* _ACTIVITY_
Below are entries; count the lines among them that contain the word "crown", and give only the count.

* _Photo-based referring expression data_
-- Opening Marker --
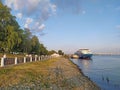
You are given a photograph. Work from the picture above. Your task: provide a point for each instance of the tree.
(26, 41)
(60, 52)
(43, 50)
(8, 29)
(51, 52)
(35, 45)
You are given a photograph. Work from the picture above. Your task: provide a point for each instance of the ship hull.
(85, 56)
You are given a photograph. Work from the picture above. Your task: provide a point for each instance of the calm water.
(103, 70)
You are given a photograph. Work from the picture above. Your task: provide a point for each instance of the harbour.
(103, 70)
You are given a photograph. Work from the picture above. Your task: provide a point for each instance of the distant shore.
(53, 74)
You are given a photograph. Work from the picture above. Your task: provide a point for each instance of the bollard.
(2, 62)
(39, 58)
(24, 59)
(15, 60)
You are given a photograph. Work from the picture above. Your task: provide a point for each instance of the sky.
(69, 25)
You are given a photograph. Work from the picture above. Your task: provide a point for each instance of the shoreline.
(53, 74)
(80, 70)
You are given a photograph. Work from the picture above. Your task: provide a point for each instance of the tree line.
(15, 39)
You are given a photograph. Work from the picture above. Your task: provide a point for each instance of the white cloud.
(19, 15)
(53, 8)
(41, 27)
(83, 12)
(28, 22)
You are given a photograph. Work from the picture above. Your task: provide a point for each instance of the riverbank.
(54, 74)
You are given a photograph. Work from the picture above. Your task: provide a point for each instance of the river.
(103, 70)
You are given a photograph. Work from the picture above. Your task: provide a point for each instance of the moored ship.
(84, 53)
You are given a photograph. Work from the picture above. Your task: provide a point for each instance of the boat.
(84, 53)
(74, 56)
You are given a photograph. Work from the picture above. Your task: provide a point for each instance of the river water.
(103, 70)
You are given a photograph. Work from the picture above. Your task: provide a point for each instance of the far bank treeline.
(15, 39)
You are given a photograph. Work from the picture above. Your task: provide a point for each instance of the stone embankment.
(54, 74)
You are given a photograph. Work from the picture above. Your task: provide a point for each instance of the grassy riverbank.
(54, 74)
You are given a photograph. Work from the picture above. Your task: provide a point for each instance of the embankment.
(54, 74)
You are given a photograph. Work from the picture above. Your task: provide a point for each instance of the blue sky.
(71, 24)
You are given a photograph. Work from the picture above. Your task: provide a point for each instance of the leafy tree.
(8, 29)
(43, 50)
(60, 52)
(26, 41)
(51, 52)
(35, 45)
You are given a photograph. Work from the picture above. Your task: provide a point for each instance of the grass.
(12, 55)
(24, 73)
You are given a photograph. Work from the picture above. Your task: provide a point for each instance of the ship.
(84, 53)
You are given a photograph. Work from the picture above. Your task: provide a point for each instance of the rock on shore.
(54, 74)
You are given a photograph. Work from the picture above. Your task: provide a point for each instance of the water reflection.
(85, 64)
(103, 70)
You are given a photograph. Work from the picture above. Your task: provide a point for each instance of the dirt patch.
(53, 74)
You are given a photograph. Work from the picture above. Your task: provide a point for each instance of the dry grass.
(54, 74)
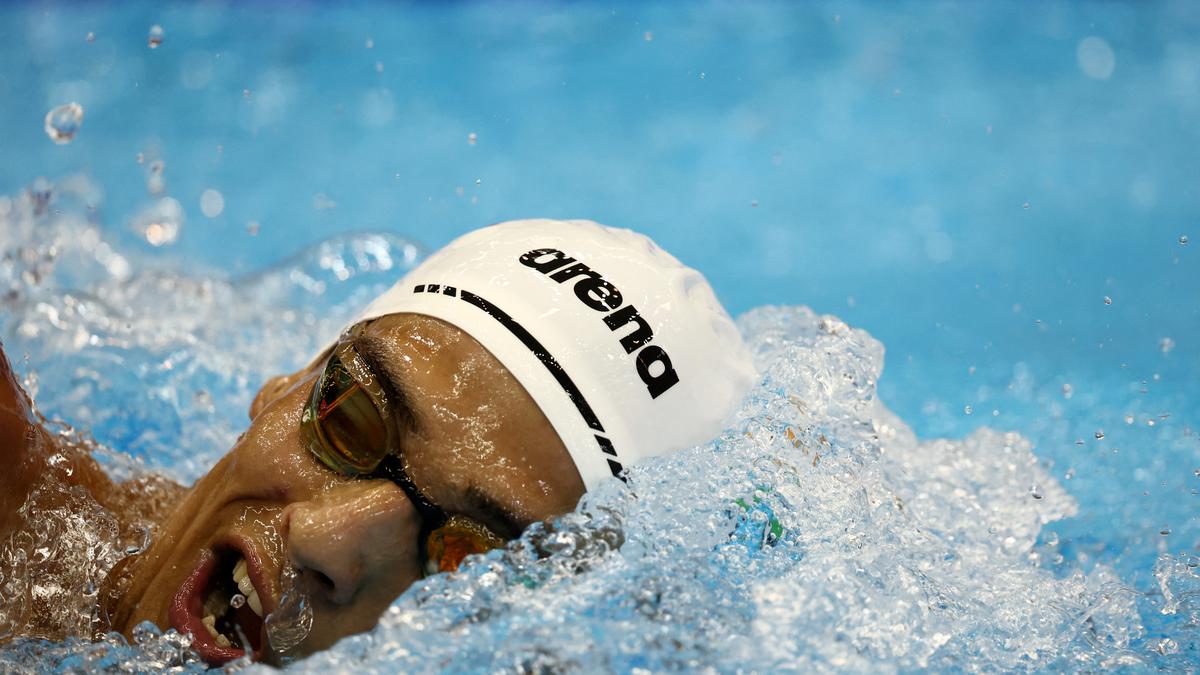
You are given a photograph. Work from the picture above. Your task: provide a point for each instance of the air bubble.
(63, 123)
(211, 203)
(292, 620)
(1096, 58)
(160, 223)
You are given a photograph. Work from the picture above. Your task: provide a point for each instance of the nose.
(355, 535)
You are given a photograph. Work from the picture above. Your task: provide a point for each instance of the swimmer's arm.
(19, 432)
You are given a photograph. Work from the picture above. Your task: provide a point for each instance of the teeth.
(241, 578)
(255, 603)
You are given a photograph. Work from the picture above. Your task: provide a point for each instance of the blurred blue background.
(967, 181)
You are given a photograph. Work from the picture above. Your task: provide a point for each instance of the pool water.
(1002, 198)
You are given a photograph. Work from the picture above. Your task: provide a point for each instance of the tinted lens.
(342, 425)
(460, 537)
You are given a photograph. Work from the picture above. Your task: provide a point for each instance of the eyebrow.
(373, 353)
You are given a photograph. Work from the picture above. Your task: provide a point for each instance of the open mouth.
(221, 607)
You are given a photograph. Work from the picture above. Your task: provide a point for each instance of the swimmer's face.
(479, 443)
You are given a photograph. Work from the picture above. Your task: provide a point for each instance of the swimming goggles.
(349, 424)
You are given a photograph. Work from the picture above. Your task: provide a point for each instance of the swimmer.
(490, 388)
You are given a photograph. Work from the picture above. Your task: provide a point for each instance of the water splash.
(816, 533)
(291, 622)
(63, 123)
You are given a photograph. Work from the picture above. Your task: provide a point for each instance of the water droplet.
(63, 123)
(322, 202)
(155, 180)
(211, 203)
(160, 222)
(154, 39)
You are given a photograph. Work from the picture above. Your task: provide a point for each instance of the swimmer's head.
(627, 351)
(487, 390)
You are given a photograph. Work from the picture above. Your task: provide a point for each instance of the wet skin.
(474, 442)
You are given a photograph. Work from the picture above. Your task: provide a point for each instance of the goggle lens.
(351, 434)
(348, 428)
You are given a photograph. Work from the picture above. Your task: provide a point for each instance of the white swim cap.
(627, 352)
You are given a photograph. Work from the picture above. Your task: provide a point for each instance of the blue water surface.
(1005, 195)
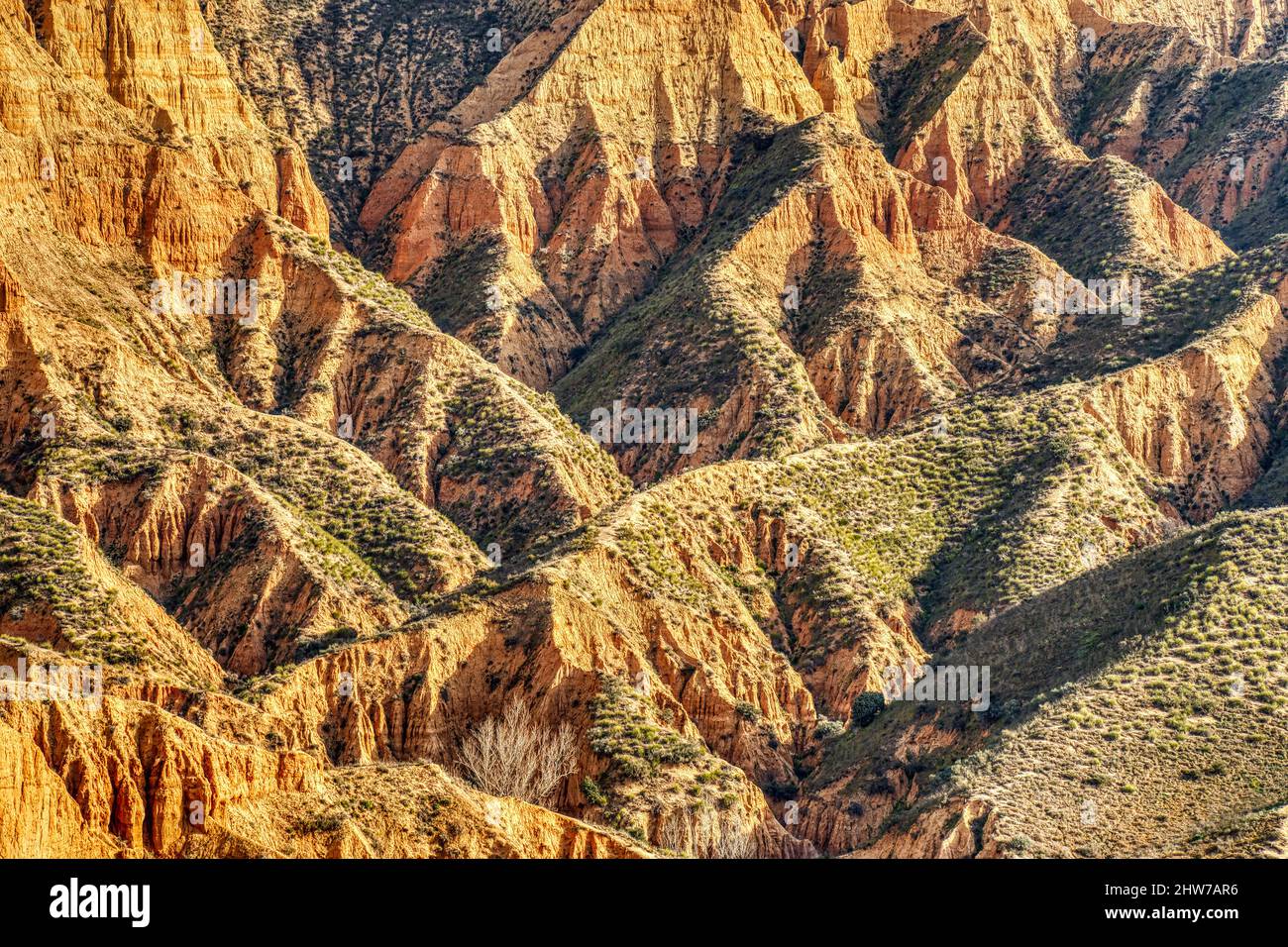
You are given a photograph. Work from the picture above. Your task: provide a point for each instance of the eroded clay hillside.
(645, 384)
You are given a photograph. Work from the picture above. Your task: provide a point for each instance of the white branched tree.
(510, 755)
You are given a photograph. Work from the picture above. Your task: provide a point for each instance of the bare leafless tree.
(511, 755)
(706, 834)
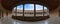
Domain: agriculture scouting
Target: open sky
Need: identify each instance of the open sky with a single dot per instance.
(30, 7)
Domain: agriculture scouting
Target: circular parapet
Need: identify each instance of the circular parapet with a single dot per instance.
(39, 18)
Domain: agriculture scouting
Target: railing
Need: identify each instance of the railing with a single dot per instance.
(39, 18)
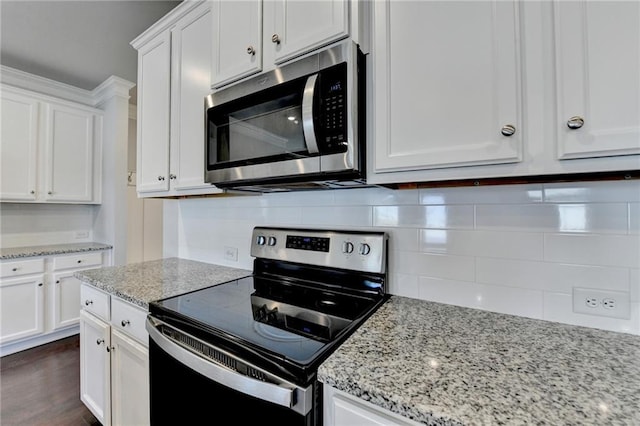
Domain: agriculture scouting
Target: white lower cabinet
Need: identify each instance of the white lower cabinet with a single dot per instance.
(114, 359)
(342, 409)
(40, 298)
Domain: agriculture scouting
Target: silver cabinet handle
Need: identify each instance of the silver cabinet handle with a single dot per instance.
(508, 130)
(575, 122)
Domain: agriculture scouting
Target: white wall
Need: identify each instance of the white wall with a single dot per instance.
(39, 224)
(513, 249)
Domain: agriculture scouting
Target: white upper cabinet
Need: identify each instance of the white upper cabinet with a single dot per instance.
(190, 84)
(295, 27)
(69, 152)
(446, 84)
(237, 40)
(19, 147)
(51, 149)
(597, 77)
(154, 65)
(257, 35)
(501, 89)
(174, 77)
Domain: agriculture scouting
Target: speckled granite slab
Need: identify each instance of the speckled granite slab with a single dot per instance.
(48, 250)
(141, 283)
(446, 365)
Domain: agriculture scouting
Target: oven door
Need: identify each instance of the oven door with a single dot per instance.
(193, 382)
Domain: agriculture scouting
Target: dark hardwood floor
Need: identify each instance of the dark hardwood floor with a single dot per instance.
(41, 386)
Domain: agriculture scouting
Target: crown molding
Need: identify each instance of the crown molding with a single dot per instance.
-- Closing Marker --
* _FINISHED EXERCISE_
2